The answer should hold nothing but the lines from the one with "is white stair" through the end of the listing below, each exactly as written.
======
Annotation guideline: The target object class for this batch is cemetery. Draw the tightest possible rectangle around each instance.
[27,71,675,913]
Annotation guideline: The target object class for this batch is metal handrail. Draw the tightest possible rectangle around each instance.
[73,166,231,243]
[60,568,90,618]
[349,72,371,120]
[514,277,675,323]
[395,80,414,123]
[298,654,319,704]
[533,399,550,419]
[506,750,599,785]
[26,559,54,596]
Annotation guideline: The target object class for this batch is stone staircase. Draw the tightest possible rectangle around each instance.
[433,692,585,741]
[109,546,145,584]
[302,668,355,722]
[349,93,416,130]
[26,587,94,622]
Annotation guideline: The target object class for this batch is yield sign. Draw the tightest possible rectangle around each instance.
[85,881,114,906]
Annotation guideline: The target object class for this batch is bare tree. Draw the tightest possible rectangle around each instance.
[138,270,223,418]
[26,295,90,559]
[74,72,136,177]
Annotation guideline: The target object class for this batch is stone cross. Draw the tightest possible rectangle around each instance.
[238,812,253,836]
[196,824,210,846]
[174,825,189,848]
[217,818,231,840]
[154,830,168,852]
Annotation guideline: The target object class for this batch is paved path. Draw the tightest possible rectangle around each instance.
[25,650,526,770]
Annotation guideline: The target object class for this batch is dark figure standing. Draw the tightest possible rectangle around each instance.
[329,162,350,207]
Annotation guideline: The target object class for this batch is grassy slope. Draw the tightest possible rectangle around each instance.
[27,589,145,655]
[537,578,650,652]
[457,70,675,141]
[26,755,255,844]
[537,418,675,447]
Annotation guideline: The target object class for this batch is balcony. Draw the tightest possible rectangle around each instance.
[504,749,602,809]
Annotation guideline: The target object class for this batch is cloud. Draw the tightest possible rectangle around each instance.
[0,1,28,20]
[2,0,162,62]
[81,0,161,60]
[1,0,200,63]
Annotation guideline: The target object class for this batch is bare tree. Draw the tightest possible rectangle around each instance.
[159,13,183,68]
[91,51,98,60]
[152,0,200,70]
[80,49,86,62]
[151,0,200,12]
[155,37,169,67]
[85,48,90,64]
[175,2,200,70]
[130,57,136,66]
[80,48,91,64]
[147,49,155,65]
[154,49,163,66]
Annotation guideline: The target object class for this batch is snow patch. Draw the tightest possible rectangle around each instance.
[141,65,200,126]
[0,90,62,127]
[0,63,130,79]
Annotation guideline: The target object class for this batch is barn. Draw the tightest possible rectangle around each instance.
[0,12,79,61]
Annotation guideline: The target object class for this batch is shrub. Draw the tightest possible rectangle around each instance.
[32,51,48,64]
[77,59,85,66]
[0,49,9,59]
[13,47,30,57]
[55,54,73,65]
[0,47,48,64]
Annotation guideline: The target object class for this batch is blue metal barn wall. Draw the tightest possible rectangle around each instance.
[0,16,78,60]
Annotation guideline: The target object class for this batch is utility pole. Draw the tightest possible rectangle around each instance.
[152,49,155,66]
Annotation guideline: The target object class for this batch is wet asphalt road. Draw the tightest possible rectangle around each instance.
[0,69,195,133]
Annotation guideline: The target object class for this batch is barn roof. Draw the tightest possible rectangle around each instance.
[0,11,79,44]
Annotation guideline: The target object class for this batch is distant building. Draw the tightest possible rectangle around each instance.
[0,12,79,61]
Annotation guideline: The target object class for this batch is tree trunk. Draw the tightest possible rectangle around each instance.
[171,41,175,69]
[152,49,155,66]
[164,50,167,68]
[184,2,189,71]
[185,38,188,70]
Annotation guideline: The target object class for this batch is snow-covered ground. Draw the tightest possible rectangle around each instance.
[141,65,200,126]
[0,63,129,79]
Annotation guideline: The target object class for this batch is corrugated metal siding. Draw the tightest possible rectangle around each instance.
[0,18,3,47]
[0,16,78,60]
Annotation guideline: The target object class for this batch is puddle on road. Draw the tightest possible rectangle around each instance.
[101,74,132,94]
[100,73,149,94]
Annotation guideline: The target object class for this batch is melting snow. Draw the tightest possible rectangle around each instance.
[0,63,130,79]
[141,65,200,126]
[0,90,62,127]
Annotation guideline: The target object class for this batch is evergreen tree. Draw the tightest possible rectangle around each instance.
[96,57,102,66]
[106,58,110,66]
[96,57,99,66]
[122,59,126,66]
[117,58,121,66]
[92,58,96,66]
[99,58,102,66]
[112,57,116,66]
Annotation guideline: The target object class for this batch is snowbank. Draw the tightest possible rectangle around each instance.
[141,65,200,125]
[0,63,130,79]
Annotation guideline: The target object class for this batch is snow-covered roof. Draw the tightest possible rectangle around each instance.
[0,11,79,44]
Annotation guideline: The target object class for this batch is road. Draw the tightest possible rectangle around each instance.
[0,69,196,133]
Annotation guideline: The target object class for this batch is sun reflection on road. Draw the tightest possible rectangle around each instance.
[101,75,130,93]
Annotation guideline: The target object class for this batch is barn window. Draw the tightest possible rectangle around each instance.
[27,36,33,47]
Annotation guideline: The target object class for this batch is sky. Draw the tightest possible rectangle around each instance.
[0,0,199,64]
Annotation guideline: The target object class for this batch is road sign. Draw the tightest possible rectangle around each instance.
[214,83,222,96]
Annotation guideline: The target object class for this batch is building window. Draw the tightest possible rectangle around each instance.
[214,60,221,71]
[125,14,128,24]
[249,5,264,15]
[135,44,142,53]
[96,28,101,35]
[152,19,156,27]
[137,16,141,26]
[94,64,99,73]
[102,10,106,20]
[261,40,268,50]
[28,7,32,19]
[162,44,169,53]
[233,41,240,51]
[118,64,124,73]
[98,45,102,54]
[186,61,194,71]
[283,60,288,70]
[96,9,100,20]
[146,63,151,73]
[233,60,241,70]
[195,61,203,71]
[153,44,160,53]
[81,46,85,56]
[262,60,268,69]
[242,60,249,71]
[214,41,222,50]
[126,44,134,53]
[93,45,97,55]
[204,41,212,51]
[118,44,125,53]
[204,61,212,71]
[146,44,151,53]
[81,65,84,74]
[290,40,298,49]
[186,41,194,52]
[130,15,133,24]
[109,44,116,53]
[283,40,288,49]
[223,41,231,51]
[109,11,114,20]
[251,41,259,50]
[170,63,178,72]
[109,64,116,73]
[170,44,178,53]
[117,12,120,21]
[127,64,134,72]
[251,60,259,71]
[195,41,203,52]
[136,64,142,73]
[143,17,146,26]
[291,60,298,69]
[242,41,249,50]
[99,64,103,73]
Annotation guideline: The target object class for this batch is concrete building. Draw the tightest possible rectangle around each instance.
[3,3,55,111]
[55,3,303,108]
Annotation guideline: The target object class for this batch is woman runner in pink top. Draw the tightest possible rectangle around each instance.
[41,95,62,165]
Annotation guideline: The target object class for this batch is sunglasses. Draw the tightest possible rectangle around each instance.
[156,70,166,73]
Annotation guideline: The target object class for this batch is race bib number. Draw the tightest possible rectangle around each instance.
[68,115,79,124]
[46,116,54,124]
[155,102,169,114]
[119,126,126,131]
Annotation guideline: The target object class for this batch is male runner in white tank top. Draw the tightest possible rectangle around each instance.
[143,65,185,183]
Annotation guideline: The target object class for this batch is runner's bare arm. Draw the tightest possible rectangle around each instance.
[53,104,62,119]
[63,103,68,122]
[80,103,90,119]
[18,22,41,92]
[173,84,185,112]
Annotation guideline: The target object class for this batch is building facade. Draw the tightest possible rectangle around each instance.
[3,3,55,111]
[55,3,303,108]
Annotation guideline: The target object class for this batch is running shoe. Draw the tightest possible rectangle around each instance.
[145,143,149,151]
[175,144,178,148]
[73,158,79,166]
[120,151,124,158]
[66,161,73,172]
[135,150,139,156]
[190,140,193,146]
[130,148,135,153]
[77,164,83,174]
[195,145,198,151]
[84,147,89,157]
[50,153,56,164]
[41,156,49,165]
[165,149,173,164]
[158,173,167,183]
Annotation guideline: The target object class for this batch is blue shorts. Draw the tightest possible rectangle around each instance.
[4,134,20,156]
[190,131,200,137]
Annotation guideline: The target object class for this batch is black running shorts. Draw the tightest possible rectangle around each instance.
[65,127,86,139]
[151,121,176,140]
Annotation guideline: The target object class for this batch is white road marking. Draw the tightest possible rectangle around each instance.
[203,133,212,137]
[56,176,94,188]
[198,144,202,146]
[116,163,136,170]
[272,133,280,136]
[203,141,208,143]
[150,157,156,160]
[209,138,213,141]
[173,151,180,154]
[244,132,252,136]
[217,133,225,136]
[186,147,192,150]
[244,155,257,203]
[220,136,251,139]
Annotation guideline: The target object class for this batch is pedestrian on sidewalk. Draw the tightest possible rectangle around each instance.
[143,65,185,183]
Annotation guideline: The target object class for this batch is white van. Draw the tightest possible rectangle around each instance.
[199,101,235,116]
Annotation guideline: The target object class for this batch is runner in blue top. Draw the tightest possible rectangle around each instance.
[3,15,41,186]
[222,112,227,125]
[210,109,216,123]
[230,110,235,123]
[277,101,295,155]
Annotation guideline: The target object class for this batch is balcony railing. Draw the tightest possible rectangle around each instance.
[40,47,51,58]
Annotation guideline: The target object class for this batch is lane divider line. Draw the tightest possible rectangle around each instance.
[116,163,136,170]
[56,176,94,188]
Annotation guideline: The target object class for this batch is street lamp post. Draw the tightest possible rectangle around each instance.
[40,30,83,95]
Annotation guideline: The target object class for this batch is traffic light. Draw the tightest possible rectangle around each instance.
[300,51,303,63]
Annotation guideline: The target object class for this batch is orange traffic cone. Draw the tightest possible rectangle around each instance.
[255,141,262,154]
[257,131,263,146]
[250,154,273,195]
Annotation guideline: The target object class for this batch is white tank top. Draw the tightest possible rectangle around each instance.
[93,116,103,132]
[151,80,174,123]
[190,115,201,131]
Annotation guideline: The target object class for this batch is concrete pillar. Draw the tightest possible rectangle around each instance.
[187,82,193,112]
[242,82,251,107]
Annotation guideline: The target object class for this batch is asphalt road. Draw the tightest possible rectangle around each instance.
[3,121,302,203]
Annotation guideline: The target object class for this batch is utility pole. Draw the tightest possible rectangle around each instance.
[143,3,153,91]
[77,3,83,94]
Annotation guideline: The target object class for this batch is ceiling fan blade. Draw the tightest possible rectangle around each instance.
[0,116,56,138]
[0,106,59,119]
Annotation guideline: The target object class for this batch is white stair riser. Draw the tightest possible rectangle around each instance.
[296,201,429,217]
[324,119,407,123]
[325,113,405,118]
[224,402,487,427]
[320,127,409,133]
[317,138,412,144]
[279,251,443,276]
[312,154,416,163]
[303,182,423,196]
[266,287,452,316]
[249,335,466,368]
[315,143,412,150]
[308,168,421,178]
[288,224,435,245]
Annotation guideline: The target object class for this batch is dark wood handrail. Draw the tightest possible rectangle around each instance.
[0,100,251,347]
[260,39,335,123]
======
Reply:
Annotation guideline: The target object class for this batch is white stair riser. Draw the tightest possible rectangle around each instance.
[296,201,429,217]
[324,119,407,123]
[325,113,405,118]
[224,402,487,427]
[320,127,409,133]
[317,138,412,144]
[279,251,443,276]
[312,154,416,163]
[303,182,423,196]
[266,287,452,316]
[249,335,466,368]
[315,143,412,150]
[308,168,421,178]
[288,224,435,245]
Annotation guideline: The target object class for this batch is dark wood handrail. Draw the tightest possible rectangle around each instance.
[0,100,251,347]
[260,39,335,123]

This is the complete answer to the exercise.